Stored data entries:
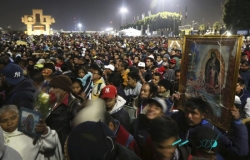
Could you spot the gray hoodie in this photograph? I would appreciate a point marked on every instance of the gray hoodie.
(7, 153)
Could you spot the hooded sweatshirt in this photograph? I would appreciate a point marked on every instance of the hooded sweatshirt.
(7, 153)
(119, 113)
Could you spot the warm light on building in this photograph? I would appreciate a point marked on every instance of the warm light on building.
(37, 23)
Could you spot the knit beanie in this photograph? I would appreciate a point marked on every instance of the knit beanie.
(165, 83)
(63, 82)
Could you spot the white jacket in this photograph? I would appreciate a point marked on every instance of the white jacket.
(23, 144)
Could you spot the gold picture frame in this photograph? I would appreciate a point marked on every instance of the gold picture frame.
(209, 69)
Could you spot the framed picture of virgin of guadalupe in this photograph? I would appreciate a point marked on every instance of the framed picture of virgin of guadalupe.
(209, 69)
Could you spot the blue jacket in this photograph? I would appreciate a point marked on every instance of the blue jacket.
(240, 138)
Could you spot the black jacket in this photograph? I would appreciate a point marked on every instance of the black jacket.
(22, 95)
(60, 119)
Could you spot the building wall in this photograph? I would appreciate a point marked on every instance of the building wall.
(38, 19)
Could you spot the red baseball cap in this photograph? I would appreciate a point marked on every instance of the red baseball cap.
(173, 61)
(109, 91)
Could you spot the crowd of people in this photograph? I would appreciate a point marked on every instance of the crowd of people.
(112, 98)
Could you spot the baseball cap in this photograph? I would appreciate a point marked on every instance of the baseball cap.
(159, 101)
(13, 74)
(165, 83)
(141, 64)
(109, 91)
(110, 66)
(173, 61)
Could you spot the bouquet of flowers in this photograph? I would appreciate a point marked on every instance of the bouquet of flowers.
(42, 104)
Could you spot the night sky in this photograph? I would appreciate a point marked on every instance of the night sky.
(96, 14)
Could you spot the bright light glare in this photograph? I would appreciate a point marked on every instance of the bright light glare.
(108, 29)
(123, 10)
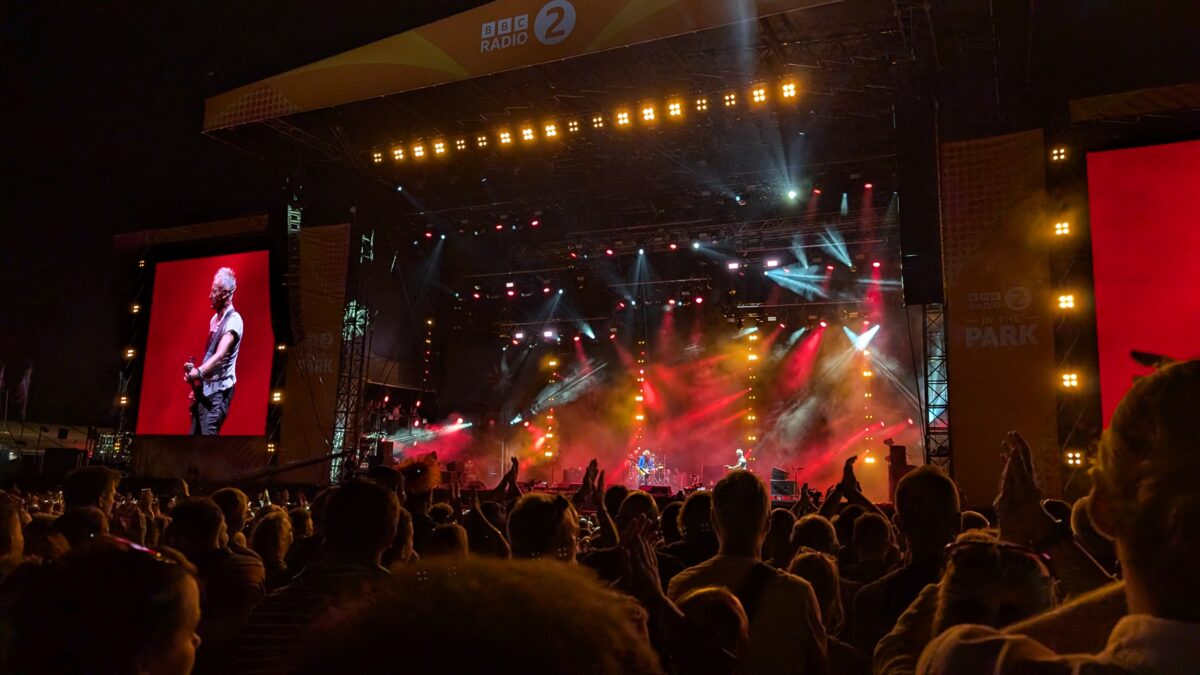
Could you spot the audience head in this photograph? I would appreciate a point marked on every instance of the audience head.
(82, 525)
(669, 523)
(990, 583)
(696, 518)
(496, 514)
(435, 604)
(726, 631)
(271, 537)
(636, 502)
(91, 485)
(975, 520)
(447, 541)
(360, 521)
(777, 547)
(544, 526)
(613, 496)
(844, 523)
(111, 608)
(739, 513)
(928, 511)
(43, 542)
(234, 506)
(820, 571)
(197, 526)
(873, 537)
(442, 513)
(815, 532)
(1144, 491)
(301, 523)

--

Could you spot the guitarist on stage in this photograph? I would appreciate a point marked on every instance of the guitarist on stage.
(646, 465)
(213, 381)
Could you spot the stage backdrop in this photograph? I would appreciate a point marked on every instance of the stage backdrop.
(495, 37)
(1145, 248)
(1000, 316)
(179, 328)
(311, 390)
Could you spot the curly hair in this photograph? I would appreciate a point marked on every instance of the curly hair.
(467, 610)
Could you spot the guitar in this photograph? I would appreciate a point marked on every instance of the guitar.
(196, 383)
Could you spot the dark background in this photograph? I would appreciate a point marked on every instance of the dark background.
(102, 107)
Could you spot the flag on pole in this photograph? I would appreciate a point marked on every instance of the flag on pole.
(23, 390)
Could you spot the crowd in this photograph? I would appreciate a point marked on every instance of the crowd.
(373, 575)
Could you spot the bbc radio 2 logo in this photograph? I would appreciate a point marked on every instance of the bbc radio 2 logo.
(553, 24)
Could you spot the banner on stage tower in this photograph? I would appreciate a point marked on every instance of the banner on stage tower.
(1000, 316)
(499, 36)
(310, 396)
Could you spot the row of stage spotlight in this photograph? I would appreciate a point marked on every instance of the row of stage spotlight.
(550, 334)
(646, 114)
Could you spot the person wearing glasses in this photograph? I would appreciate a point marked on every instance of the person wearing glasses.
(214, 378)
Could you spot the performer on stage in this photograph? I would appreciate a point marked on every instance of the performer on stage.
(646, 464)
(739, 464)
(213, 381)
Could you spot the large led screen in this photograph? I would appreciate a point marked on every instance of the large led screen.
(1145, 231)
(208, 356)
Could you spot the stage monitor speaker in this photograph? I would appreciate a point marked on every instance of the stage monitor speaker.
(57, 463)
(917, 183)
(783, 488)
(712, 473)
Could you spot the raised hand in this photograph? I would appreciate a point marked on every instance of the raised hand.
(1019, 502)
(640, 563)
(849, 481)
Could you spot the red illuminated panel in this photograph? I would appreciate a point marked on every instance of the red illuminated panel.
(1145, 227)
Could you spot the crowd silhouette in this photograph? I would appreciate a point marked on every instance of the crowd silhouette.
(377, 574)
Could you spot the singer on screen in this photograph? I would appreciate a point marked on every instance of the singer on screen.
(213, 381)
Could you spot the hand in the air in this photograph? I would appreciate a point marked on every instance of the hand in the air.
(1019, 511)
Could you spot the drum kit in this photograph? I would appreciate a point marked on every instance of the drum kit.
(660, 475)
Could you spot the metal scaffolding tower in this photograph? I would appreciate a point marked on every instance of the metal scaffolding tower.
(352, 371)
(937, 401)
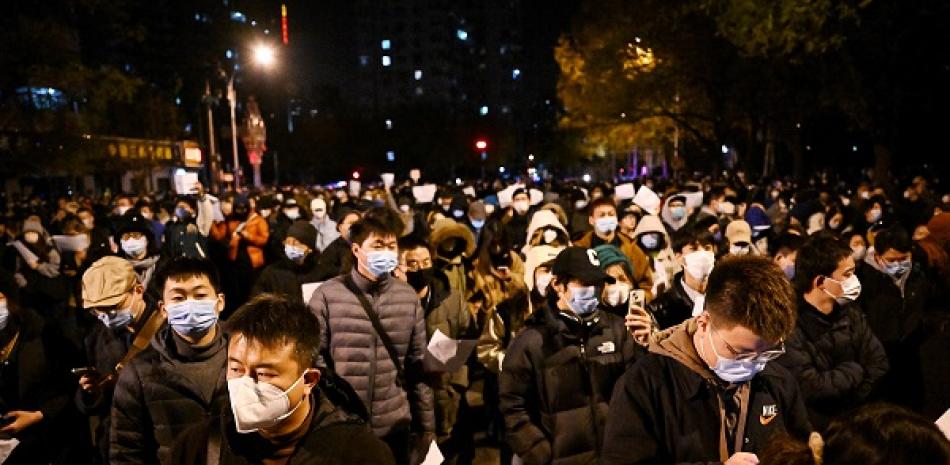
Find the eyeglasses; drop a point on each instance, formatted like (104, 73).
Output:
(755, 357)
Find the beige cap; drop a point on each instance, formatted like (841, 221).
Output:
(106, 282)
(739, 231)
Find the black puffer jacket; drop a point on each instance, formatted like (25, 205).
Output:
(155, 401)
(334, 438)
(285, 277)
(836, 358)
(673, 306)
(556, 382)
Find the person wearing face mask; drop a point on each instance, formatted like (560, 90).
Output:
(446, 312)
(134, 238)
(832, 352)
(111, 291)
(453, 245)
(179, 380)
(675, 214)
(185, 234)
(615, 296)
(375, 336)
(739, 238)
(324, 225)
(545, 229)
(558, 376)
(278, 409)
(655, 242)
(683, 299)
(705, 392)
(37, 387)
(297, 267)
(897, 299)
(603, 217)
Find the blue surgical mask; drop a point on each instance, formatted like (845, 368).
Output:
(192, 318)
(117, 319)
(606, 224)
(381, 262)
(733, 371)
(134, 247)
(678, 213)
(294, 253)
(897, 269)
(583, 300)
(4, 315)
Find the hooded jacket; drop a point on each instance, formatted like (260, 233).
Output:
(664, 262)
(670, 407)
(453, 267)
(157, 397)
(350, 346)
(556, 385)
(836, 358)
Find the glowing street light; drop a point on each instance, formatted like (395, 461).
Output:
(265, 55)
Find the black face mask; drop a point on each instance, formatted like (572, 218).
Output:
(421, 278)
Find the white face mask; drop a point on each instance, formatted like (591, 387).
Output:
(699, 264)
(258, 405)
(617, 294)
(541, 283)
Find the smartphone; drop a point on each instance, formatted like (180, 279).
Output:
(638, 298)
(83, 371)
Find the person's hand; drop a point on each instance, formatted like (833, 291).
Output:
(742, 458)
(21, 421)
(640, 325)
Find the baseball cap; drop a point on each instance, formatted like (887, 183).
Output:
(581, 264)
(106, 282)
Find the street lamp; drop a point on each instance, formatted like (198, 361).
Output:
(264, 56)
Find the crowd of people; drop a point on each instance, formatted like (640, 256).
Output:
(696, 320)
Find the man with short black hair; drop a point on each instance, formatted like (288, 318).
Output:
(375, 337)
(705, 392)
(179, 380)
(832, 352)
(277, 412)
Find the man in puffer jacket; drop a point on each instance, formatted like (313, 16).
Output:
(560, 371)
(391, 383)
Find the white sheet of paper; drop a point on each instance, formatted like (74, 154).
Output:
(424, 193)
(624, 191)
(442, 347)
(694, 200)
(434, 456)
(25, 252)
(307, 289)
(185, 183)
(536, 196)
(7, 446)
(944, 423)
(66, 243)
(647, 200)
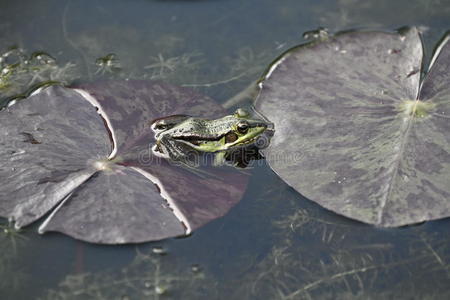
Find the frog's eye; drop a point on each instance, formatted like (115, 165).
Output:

> **WHAT IS EXPECTED**
Among the entries, how many lines include the word "puffer"? Answer with only the number.

> **SOLUTION TO THE EXERCISE**
2